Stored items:
————

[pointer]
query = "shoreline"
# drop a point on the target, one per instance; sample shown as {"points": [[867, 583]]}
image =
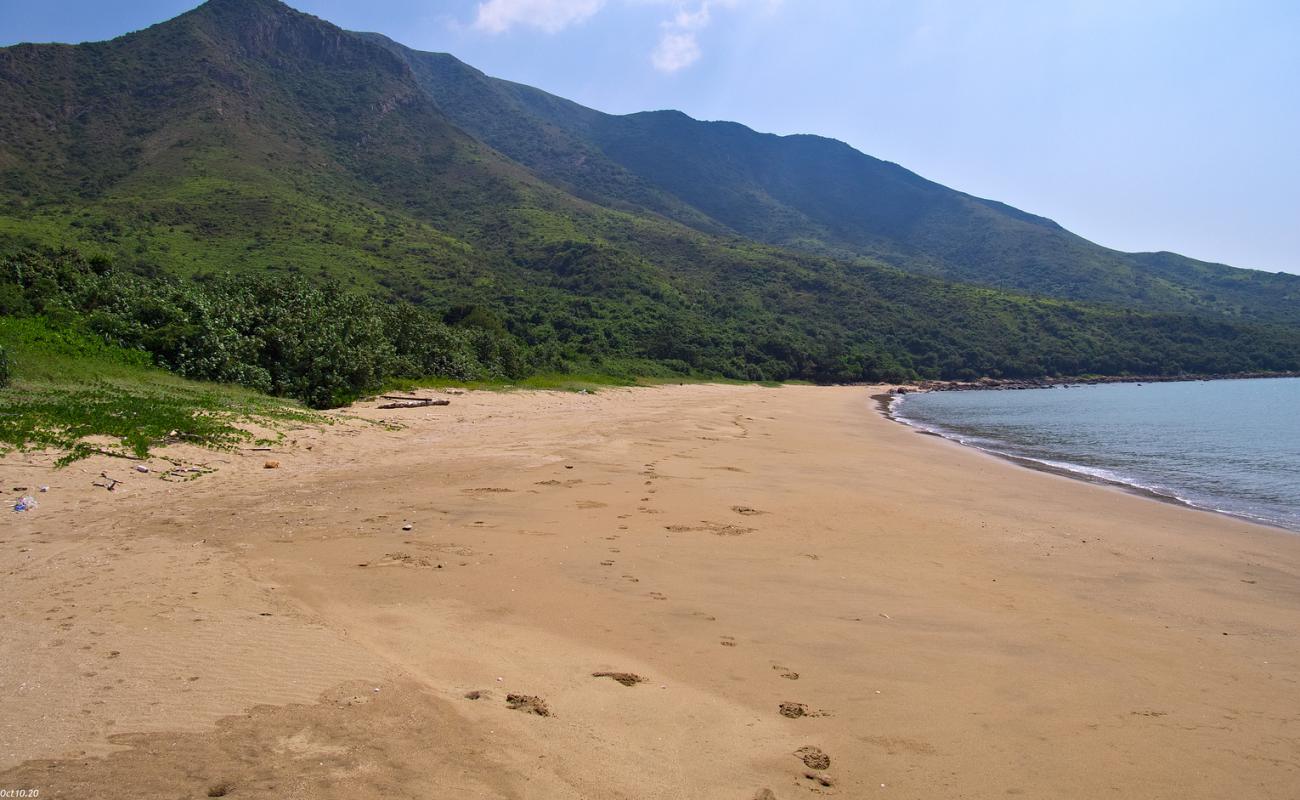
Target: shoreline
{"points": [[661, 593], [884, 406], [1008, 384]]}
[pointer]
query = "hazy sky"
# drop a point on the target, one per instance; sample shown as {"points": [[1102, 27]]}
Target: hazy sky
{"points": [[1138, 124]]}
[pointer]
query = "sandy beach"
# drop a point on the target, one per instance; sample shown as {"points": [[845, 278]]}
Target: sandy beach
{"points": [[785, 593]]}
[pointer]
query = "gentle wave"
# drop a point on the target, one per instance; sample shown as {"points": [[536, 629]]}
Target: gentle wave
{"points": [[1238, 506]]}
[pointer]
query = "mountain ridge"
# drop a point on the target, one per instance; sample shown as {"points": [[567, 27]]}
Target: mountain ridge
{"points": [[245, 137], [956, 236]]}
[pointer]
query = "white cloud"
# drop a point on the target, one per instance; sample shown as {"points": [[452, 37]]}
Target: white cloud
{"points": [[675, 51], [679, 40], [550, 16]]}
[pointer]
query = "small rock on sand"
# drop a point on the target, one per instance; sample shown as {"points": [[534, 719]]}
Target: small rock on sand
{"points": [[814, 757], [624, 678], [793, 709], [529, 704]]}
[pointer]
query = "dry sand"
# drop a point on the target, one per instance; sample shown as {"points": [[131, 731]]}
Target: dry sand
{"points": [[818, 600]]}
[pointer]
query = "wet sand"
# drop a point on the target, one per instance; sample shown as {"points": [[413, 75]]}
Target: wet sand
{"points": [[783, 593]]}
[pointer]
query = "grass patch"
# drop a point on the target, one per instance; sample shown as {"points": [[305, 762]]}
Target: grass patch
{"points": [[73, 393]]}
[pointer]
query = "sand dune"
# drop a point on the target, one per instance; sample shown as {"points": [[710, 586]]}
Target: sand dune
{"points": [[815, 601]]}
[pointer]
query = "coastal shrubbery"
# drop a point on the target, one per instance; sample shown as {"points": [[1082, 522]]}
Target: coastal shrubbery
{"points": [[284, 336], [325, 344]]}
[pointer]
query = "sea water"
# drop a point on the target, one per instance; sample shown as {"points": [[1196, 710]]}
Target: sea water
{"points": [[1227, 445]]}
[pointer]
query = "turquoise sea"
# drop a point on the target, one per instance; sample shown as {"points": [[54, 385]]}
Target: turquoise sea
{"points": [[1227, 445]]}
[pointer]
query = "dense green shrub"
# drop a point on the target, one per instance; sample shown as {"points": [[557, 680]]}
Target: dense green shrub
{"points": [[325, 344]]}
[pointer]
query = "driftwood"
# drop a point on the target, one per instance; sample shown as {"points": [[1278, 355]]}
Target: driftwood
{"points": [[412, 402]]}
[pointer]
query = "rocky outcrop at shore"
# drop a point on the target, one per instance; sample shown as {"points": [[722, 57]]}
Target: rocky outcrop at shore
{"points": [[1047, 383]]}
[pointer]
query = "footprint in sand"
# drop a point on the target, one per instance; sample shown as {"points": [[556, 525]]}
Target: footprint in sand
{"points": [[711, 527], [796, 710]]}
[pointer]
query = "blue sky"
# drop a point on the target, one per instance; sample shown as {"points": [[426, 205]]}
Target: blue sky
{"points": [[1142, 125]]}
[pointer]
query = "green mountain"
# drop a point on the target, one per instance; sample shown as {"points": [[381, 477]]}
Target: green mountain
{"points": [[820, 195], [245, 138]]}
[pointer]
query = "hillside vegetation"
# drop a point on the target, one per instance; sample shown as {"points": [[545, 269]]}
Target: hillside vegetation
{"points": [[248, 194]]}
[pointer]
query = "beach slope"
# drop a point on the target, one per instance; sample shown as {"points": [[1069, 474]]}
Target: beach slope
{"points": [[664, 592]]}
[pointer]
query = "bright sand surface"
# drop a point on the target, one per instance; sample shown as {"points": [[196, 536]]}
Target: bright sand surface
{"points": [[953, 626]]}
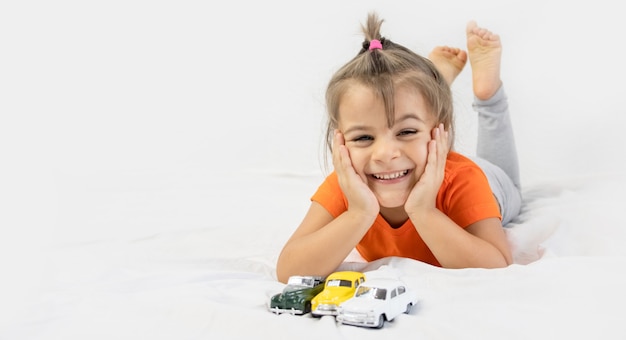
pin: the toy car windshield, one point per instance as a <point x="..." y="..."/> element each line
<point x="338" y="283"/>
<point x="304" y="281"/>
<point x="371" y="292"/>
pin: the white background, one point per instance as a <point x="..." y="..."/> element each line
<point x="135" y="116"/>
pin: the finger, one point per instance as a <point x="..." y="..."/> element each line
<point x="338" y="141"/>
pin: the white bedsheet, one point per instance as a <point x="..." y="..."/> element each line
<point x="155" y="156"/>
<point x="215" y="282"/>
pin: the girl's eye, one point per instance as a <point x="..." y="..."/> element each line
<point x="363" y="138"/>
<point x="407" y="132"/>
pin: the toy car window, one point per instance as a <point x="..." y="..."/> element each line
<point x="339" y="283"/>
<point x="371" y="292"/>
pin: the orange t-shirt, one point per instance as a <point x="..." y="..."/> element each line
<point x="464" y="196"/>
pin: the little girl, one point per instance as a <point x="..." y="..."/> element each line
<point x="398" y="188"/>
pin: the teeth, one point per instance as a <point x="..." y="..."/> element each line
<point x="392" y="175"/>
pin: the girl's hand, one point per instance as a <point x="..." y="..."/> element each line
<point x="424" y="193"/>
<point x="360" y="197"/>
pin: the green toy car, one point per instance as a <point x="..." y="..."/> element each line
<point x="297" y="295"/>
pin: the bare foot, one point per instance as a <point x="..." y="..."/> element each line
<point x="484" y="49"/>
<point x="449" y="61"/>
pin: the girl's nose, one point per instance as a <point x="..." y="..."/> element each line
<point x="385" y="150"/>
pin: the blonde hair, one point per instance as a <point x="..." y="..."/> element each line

————

:: What needs to be done ::
Retype everything in the material word for word, minus pictures.

:: The solution ::
[pointer]
query = "shoreline"
# drop a point on the target, one per instance; sample shown as {"points": [[867, 583]]}
image =
Target: shoreline
{"points": [[661, 593], [884, 406], [1008, 384]]}
[pointer]
query = "hazy sky"
# drop a point on the target, one per instance; sample shown as {"points": [[1102, 27]]}
Target: hazy sky
{"points": [[1138, 124]]}
[pointer]
query = "sandy beach"
# drop a point on the target, one per instance; sample shown as {"points": [[845, 278]]}
Target: sandy beach
{"points": [[785, 593]]}
[pointer]
query = "gentle wave"
# drop a point on the target, one per instance; sample shown as {"points": [[536, 629]]}
Target: gentle wave
{"points": [[1238, 506]]}
[pointer]
query = "mountain ridge"
# drop a point on the target, one per instance; sample shown as {"points": [[567, 27]]}
Target: mountain ridge
{"points": [[245, 137], [956, 236]]}
[pointer]
query = "white cloud"
# drop a point on the target, one per instance; sample shown as {"points": [[452, 37]]}
Target: white cloud
{"points": [[675, 51], [679, 40], [550, 16]]}
[pointer]
query = "small rock on sand"
# drop a point on the target, one per instance; sample shown as {"points": [[534, 719]]}
Target: small rock on sand
{"points": [[814, 757], [624, 678], [793, 709], [529, 704]]}
[pointer]
query = "dry sand"
# drop a point on the target, one per instance; sample shown as {"points": [[131, 731]]}
Target: dry sand
{"points": [[818, 600]]}
[pointer]
query = "wet sand"
# drop a point on the target, one per instance; sample shown as {"points": [[413, 75]]}
Target: wet sand
{"points": [[783, 593]]}
[pointer]
query = "grass patch"
# drop a point on the target, one per instance; sample shown as {"points": [[305, 762]]}
Target: grass patch
{"points": [[73, 393]]}
[pointer]
query = "sand dune"
# drop a point on the target, one per instance; sample shown as {"points": [[710, 586]]}
Target: sand dune
{"points": [[815, 601]]}
[pointer]
query = "coastal shrubbery"
# drop a point on the target, one per instance; sample shown as {"points": [[1082, 522]]}
Target: coastal shrubbery
{"points": [[284, 336], [325, 344]]}
[pointer]
query = "sea water"
# drop a point on the target, one per instance; sample shown as {"points": [[1196, 710]]}
Target: sea water
{"points": [[1227, 445]]}
[pointer]
query = "turquoise sea"
# drop a point on the target, one per instance; sample shown as {"points": [[54, 385]]}
Target: turquoise sea
{"points": [[1227, 445]]}
[pointer]
query = "dense green shrub"
# drop a point on the target, one per instance; sample shown as {"points": [[557, 680]]}
Target: dense green shrub
{"points": [[325, 344]]}
[pointer]
query = "driftwood"
# drop a point on the target, one per instance; sample shown as {"points": [[1278, 355]]}
Target: driftwood
{"points": [[412, 402]]}
[pointer]
query = "rocky outcrop at shore"
# drop a point on the target, one per instance; sample shown as {"points": [[722, 57]]}
Target: rocky outcrop at shore
{"points": [[1047, 383]]}
[pointer]
query = "footprint in sand"
# drop a point on the target, one per instance; sample shown as {"points": [[556, 525]]}
Target: footprint in sand
{"points": [[711, 527], [796, 710]]}
[pointer]
query = "blue sky"
# drop a point on the target, one per instance; sample shown as {"points": [[426, 205]]}
Target: blue sky
{"points": [[1142, 125]]}
[pointer]
query = "green mountain"
# drop a point on the target, one per instance; sample shown as {"points": [[381, 477]]}
Target: green mountain
{"points": [[820, 195], [245, 138]]}
[pointer]
query = "hillside vegetation"
# drop a point on the target, one per instance; sample shown as {"points": [[545, 269]]}
Target: hillside vegetation
{"points": [[248, 194]]}
[pointer]
query = "beach slope"
# drop a point on the target, one per instance; sample shown as {"points": [[1069, 474]]}
Target: beach slope
{"points": [[664, 592]]}
[pointer]
query = "bright sand surface"
# drop a point on the target, one per instance; sample shown as {"points": [[196, 536]]}
Target: bright sand surface
{"points": [[953, 626]]}
pin: the toy car windshield, one point per instance as a <point x="..." y="..."/> element each line
<point x="338" y="283"/>
<point x="304" y="281"/>
<point x="371" y="292"/>
pin: the white background, one point per instance as a <point x="..." y="..."/> element each line
<point x="135" y="116"/>
pin: the finger, one point per instance as a <point x="..." y="..."/> element each line
<point x="338" y="141"/>
pin: the white bedsheet, one point per instance as a <point x="..." y="..."/> element each line
<point x="155" y="156"/>
<point x="215" y="282"/>
pin: the girl's eye, one point per instance as a <point x="..." y="..."/> element each line
<point x="363" y="138"/>
<point x="407" y="132"/>
pin: the toy car window, one point per instance as a <point x="..." y="..."/> element each line
<point x="339" y="283"/>
<point x="371" y="292"/>
pin: the orange t-shirt, one point per instance as a <point x="..." y="..."/> element each line
<point x="464" y="196"/>
pin: the little girl, one point per instance as a <point x="..." y="..."/> element each line
<point x="398" y="188"/>
pin: the teeth, one point per instance as a <point x="..." y="..."/> element each line
<point x="392" y="175"/>
pin: the girl's hand, one point per instance as a <point x="..." y="..."/> element each line
<point x="424" y="193"/>
<point x="360" y="197"/>
pin: the green toy car, one point per instance as a <point x="..." y="..."/> element each line
<point x="297" y="295"/>
pin: the bare foot, one point per instance as a <point x="..." y="..."/> element each line
<point x="484" y="49"/>
<point x="449" y="61"/>
pin: the girl's nose, one point per instance as a <point x="..." y="..."/> element each line
<point x="385" y="150"/>
pin: the blonde hair, one point per instance as a <point x="..." y="..."/> element each line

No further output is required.